* [WHAT TO PRODUCE] Your copy should hold every record verbatim and none of the pictures.

* [ENTRIES SHOWN]
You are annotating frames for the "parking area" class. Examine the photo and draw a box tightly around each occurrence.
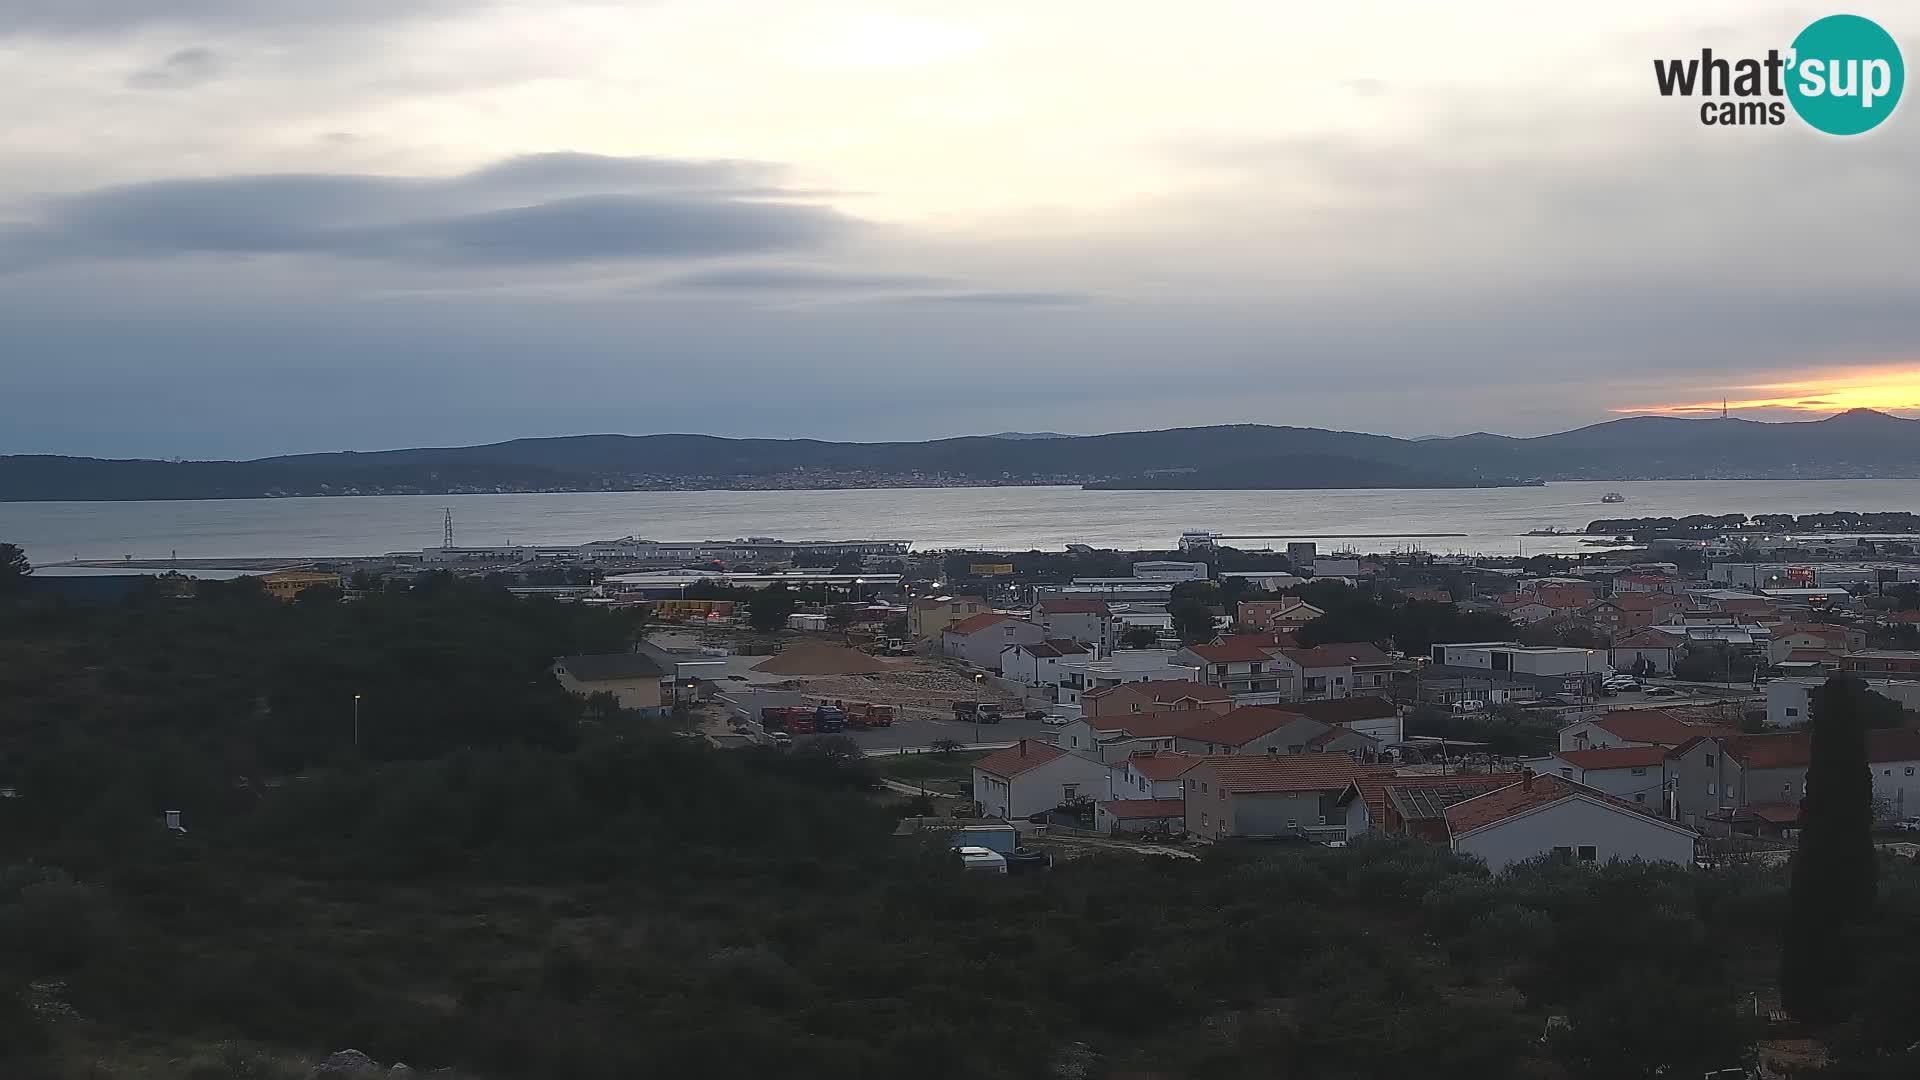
[842,710,1059,752]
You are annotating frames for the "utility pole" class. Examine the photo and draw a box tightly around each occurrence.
[352,694,362,752]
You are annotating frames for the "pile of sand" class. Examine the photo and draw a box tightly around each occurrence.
[750,642,895,676]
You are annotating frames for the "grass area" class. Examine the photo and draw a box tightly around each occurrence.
[873,750,986,785]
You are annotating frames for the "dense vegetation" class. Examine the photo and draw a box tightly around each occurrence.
[4,569,1920,1077]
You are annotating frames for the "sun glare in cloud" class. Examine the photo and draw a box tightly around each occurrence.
[1616,365,1920,418]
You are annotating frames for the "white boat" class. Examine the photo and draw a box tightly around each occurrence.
[1600,492,1626,504]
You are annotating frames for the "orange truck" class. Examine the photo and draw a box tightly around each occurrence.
[847,703,896,729]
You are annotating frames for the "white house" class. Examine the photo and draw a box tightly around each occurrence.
[1557,709,1736,752]
[1443,773,1698,873]
[1055,711,1210,764]
[1035,599,1117,651]
[1106,751,1196,802]
[1767,676,1920,729]
[1538,746,1669,810]
[971,740,1113,820]
[942,613,1046,669]
[1272,642,1393,700]
[999,639,1089,686]
[1610,630,1681,676]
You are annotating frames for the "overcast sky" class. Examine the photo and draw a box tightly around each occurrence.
[4,1,1918,458]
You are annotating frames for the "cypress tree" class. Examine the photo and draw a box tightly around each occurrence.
[1779,675,1878,1022]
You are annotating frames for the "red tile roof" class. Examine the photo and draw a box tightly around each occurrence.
[1588,709,1738,746]
[945,612,1015,636]
[1746,801,1802,824]
[973,739,1068,779]
[1185,637,1287,662]
[1554,746,1670,771]
[1609,593,1681,611]
[1082,679,1230,705]
[1279,696,1398,725]
[1443,773,1689,837]
[1343,772,1523,826]
[1705,729,1920,771]
[1123,751,1199,780]
[1189,756,1388,794]
[1092,713,1210,739]
[1280,642,1392,668]
[1181,706,1317,748]
[1097,798,1187,820]
[1613,630,1678,649]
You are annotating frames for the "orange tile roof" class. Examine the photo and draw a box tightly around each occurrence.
[1280,696,1398,725]
[1189,756,1388,794]
[973,739,1068,779]
[1093,713,1211,739]
[1343,772,1522,825]
[945,612,1015,636]
[1588,709,1737,746]
[1443,773,1687,836]
[1554,746,1670,770]
[1181,706,1316,748]
[1097,798,1187,820]
[1082,679,1230,705]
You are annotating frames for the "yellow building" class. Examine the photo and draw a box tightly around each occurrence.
[553,653,669,715]
[908,594,987,640]
[258,570,342,601]
[650,599,738,621]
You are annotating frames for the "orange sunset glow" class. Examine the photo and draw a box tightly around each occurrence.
[1615,365,1920,418]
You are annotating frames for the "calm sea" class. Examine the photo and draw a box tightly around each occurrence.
[9,480,1920,566]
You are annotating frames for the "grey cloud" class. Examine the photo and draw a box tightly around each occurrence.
[127,46,222,90]
[897,291,1089,306]
[0,1,470,36]
[2,155,857,269]
[658,266,951,291]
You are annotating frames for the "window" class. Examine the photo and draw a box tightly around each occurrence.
[1577,845,1598,863]
[1786,707,1799,717]
[1063,785,1077,800]
[1552,845,1573,858]
[1218,789,1225,801]
[1201,782,1208,794]
[1634,793,1646,803]
[1267,746,1278,756]
[1558,768,1573,779]
[1784,782,1792,793]
[1631,767,1647,776]
[1708,783,1717,796]
[1908,767,1916,776]
[1705,753,1716,767]
[1201,812,1209,827]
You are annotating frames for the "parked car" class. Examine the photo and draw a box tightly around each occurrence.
[1893,818,1920,833]
[1042,714,1071,727]
[1644,686,1679,697]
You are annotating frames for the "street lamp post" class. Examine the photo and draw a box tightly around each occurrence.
[352,693,362,752]
[974,672,984,744]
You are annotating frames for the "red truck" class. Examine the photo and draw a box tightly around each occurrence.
[847,703,896,729]
[761,706,816,734]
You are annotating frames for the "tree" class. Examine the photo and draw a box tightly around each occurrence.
[827,605,856,630]
[0,543,29,596]
[1170,599,1216,645]
[746,583,798,631]
[1120,626,1159,650]
[1781,676,1879,1023]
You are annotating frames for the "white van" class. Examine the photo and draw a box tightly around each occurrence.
[957,846,1008,875]
[1450,699,1485,715]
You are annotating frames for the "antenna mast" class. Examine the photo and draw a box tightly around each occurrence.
[443,507,455,548]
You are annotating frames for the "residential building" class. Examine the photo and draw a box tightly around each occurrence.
[1057,652,1203,704]
[552,653,668,715]
[1669,729,1920,832]
[1273,642,1393,699]
[1174,707,1376,758]
[1035,598,1116,650]
[1610,630,1682,676]
[942,613,1045,669]
[1582,593,1682,635]
[1519,579,1599,609]
[1181,757,1388,842]
[1767,676,1920,728]
[908,595,987,640]
[1236,600,1322,633]
[1056,711,1212,763]
[1338,773,1521,840]
[1175,637,1294,700]
[1107,751,1197,801]
[1079,680,1232,721]
[1443,773,1698,873]
[1539,747,1670,808]
[971,740,1112,820]
[999,639,1090,686]
[1613,572,1688,595]
[1277,696,1403,744]
[1766,624,1868,666]
[1558,709,1738,752]
[1842,650,1920,679]
[258,570,343,601]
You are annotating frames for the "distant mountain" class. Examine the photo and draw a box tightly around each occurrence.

* [PROBLEM SOLUTION]
You are annotating frames for the "parking area" class. Examine the photo and draw a box tightly around each occurrence.
[842,710,1059,752]
You are annotating frames for the "utility pole" class. Examine the photo and draw a box tightly around each occurrence.
[352,694,362,752]
You are annotating frames for the "pile of sand" class. Examine the photo and draw a box tightly around each occurrence.
[750,642,895,676]
You are annotating frames for the "grass area" class. Examine the photo and draw a box tightly around each occurrence.
[873,750,986,785]
You are annotating frames for the "dense vegetation" class. Examine the photo and draw a box tightly around each occurrence.
[4,569,1920,1077]
You are annotating frames for the "sun glare in cloud" class. Examine the photo and draw a box tightly around each occurrence.
[1616,365,1920,418]
You are annotating frames for the "white boat" class. Examine the photo and draw a box tightly around each occurrence.
[1600,492,1626,504]
You are annotating frames for the "orange truck" class. Examine the photo and draw a box tightly around each occurrence.
[847,703,896,729]
You are annotating frames for the "white house" class. Examine the photo and draw a box tightly around each occurrence.
[1557,709,1736,752]
[1443,773,1698,873]
[1055,711,1210,764]
[1035,599,1117,651]
[1106,751,1196,802]
[1767,676,1920,729]
[1538,746,1669,810]
[971,740,1113,820]
[942,613,1046,669]
[1272,642,1393,700]
[999,639,1089,686]
[1610,630,1681,676]
You are annotating frames for the "overcast sky" class. Examine the photo and draw a box tightly around each occurrence.
[4,1,1918,458]
You are annotating frames for the "cypress tree" class. Examine the photo and draw a box tightly around each occurrence.
[1779,675,1878,1022]
You are annotating frames for the "red tile roof" class. Examine the photo and draw a box tightly around each occurrence.
[1588,709,1738,746]
[945,612,1015,636]
[1746,801,1802,824]
[973,739,1068,779]
[1185,637,1287,662]
[1554,746,1670,771]
[1609,593,1681,611]
[1082,679,1230,705]
[1279,696,1398,725]
[1443,773,1689,837]
[1343,772,1523,826]
[1705,729,1920,771]
[1123,751,1199,780]
[1189,756,1388,794]
[1092,713,1210,739]
[1280,642,1392,668]
[1181,706,1317,748]
[1097,798,1187,820]
[1613,630,1678,649]
You are annotating frames for the "orange tile roof" class. Examine the photo and draw a box tightly around each occurrence.
[1280,696,1398,725]
[1189,756,1388,794]
[973,739,1068,779]
[1093,713,1211,739]
[1343,772,1522,825]
[945,612,1015,636]
[1588,709,1737,746]
[1443,773,1687,836]
[1554,746,1670,770]
[1181,706,1316,748]
[1097,798,1187,820]
[1082,679,1230,705]
You are annotating frames for the "yellow building" class. Examine the photo and draw a box tightly around each occurrence.
[553,653,669,715]
[908,594,987,640]
[258,570,342,601]
[650,599,738,621]
You are annotating frames for the "orange sunset glow" class. Examine the photo and draw a box tightly around each occurrence.
[1615,365,1920,418]
You are annotating frames for the "calm sea" class. Examine the photo and draw a box tightly around each occurrence.
[9,480,1920,566]
You are annotating frames for the "grey cloud" class. Examine the photo and draw a box tightly around each occurrence.
[127,46,222,90]
[897,291,1089,306]
[0,1,470,36]
[2,155,857,269]
[658,266,951,291]
You are annotating frames for the "window" class. Examine the photo and draw a box tightly around each occurrence.
[1577,845,1598,863]
[1786,707,1799,717]
[1063,785,1077,800]
[1552,845,1573,858]
[1218,789,1225,801]
[1201,782,1208,794]
[1634,793,1646,803]
[1267,746,1278,756]
[1558,768,1573,779]
[1784,782,1792,793]
[1631,767,1647,776]
[1708,783,1717,796]
[1908,767,1916,776]
[1705,753,1716,767]
[1201,812,1209,827]
You are annotating frames for the "parked car" class. Examine the photo and draw a box tightly around each occurrence.
[1893,818,1920,833]
[1042,714,1071,727]
[1644,686,1679,697]
You are annotating frames for the "street lamp post" class. Examine the photo and draw a box tightly around each occurrence.
[352,693,362,752]
[974,672,984,744]
You are annotating frames for the "red truck" class. Examine the photo and draw a box tightly around each occurrence.
[847,703,896,729]
[761,706,816,734]
You are annotating frames for the "tree" class. Examine the photo and draw a box tightly around each occurrence.
[827,605,856,630]
[0,543,29,596]
[1170,599,1216,645]
[746,583,798,631]
[1120,626,1159,650]
[1781,676,1879,1023]
You are annotating frames for the "white van" class. Examine the photo and draw a box tightly around each occurrence.
[957,846,1008,875]
[1450,699,1485,715]
You are annotating frames for the "antenna mast" class. Examine the photo and draw a box tightly around each occurrence.
[443,507,455,548]
You are annotating frames for the "residential building" class. Examine the photo and draw a box tightly around each occurrence.
[1057,652,1203,704]
[552,653,668,715]
[1669,729,1920,832]
[1273,642,1393,699]
[1174,707,1376,758]
[1035,598,1116,650]
[1610,630,1682,676]
[942,613,1045,669]
[1582,593,1682,635]
[1519,579,1599,609]
[1181,757,1388,842]
[1767,676,1920,728]
[908,595,987,640]
[1236,600,1322,633]
[1056,711,1212,763]
[1338,773,1521,840]
[1175,637,1294,700]
[1107,751,1197,801]
[1079,680,1232,721]
[1443,773,1698,873]
[1539,747,1670,808]
[971,740,1112,820]
[999,639,1090,686]
[1613,572,1688,595]
[1277,696,1403,744]
[1766,624,1868,666]
[1558,709,1738,752]
[1842,650,1920,679]
[258,570,343,601]
You are annotating frames for the "distant mountain" class. Examine the photo and draw a box tightly around each occurrence.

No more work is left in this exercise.